If you’re like millions of Americans, your life has been profoundly impacted by the COVID-19 crisis. But perhaps you’re different from some of the pessimists who abound nowadays. Maybe you perceive positive possibilities in the current situation -- especially when it comes to real estate.
Suppose you’ve long planned to sell your home. If so, would now be a favorable time to put your place on the market? That depends on where you live and your level of equity, housing specialists say.
For the time being at least, there are plenty of indicators supporting the view that this is still a sellers’ market in many communities, says Jeff Tucker, an economist for Zillow, the national real estate company.
Tucker notes that the availability of near-record-low mortgage rates is helping fuel a brisk pace of home sales this summer. In many parts of the country, buyers are compelled to compete over fewer and fewer listings.
“The flow of new listings has recovered somewhat, but not fast enough to replace all the recent sales, so inventory continues to plumb new record lows,” Tucker says.
At the same time, for fundamental economic and demographic reasons, the shortage of available homes continues to push up prices, despite the reality that the overall economy remains in recession.
In one very positive sign for sellers, Lawrence Yun, the chief economist for the National Association of Realtors (realtor.org), reports that prices are still rising in a stunning 96% of U.S. metro areas.
“Home prices have held up well due to a combination of very strong demand for housing and a limited supply of homes for sale,” Yun says.
Yet, as Tucker points out, there are several factors that explain why many would-be sellers have been staying on the sidelines during the outbreak.
“There’s no single reason sellers have been slow to return. But some possibilities include reluctance to have strangers tour their home; concerns about difficulty getting their next home; and an assumption that they couldn’t sell for a high price now,” Tucker says.
Obviously, the decision on whether to move during the pandemic is a personal choice, especially for households susceptible to serious consequences from the virus. Yet those in lower-risk categories might consider this an opportune time to make a housing transition.
“Granted, it’s a lot less convenient selling a place when an infectious disease is spreading. But the real estate industry is doing a terrific job with modified showings and virtual tours. That means for most sellers, showings shouldn’t present much of a barrier,” says Mark Nash, a longtime broker and author of “1001 Tips for Buying and Selling a Home.”
But as Nash notes, any decision on the timing of a home sale depends in large measure on your financial position and the realities of your neighborhood market. He encourages would-be sellers to investigate these factors before finalizing any moving plans.
Here are a couple of pointers for sellers:
-- Get a grip on your home’s value.

USING THE INFORMATION:
[a] In the article on selling a home during the pandemic, what percentage of U.S. metro areas does Lawrence Yun report are still seeing rising prices?
[b] In the article on selling a home during the pandemic, what possible reasons does Jeff Tucker give for why sellers have been slow to return? List all of them.
[c] Carry on the article about selling a home during the pandemic from the point where it stops.

SUPPLIED DATA:

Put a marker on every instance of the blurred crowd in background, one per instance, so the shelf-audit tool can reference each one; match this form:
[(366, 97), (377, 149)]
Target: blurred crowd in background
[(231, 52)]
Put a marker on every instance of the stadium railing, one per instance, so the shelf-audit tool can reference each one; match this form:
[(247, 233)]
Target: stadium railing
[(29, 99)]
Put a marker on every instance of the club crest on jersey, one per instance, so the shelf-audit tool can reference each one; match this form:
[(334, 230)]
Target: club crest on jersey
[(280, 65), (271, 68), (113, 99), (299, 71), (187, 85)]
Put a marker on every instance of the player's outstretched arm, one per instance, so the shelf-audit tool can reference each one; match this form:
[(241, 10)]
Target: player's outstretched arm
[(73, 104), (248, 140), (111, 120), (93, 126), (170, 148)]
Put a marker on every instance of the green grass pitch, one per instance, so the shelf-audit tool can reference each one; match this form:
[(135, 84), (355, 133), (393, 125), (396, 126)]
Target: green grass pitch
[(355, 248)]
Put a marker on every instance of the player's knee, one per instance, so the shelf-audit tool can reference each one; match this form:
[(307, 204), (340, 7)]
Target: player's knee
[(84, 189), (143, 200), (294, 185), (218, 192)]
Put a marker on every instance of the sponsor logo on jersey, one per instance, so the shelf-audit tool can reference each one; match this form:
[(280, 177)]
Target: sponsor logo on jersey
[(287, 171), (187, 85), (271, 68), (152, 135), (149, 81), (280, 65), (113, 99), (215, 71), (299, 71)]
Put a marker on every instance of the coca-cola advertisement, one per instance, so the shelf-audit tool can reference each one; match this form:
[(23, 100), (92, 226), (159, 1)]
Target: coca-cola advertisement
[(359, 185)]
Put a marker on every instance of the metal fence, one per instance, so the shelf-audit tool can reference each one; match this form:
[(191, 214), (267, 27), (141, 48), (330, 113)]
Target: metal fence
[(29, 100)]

OUTPUTS BY TASK:
[a] 96%

[b]
- Reluctance to have strangers tour their home
- Concerns about difficulty getting their next home
- An assumption that they couldn't sell for a high price now

[c]
As always, a minority of real estate agents might try to flatter you into hiring them by suggesting your property is worth more than it truly is, says Dorcas Helfant, a Coldwell Banker broker-owner and former president of the National Association of Realtors.
“You don’t want a fantasyland answer about your home’s value. You want your agent to be brutally honest -- to give you ‘tough love’ when it comes to the value and condition of your place,” she says.
One way to increase the odds of finding a realistic listing agent is to interview at least three prospects before making your selection. Ask each to do a “comparative market analysis” on your property, using recent data from like home sales in your area as a basis to set the appropriate list price.
“Think twice about hiring any agent who comes in with a proposed list price way above the other agents you’ve surveyed,” Helfant says.
-- Crunch statistics to assess your sales prospects.
Besides the location and condition of your home, another factor could strongly influence how much cash you’d receive if you were to sell: neighborhood competition.
“The inventory of rival homes available in your immediate area has a huge influence on local property values,” Nash says. By “inventory,” he means the supply of unsold properties now on the market.
For example, if there’s a three-month supply of unsold homes currently for sale in your market, you can expect to wait longer (and receive less in proceeds) than if there’s a one-month supply.
Nash recommends you ask your listing agent for a graph showing fluctuations in inventory levels for your community over the last 12 months. Also, ask for a similar chart showing what percentage of list price, on average, sellers have been receiving.
“If your home is priced right from the outset, it should fetch at least 95% to 100% of your list price -- or even more than the list price. What’s more, this gap should be narrowing rather than widening,” Nash says.